(Segmentation data)
★ ★ ★ ★ ★
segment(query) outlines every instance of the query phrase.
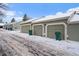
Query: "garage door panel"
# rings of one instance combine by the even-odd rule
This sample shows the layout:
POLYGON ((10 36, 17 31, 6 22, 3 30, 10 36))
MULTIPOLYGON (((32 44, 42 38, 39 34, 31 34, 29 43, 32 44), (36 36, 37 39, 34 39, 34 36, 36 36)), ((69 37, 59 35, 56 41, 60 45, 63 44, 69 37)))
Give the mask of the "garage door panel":
POLYGON ((22 32, 23 33, 29 33, 30 25, 22 26, 22 32))

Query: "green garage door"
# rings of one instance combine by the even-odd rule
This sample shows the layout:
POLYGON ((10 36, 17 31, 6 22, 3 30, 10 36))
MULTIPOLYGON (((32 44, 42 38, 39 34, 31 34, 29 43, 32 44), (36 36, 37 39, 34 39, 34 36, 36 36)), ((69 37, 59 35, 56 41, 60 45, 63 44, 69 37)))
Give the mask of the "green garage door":
POLYGON ((79 24, 68 25, 68 36, 70 40, 79 41, 79 24))
POLYGON ((21 32, 29 33, 30 25, 21 26, 21 32))
POLYGON ((56 39, 55 32, 61 33, 61 39, 64 39, 64 26, 63 25, 48 25, 47 37, 56 39))
POLYGON ((35 25, 34 26, 34 35, 37 35, 37 36, 42 36, 42 25, 35 25))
★ ★ ★ ★ ★
## Given request:
Please copy every line of the material, starting from its first line and stopping after the line that contains "POLYGON ((22 32, 23", and offset each coordinate in the answer outlines by -101. Leave the pictures out.

## Exercise solution:
segment(query) outlines every instance of the query phrase.
Query: "garage door panel"
# rings of one instance combine by the even-odd rule
This sample shows the layout:
POLYGON ((10 36, 17 31, 6 22, 3 30, 10 36))
MULTIPOLYGON (((32 44, 42 38, 39 34, 31 34, 29 43, 32 44), (36 36, 37 39, 34 39, 34 36, 36 36)), ((69 37, 59 35, 56 41, 60 45, 63 44, 69 37)))
Give the mask of the "garage door panel":
POLYGON ((-79 -69, -78 -68, -72 -68, -71 -76, -79 -75, -79 -69))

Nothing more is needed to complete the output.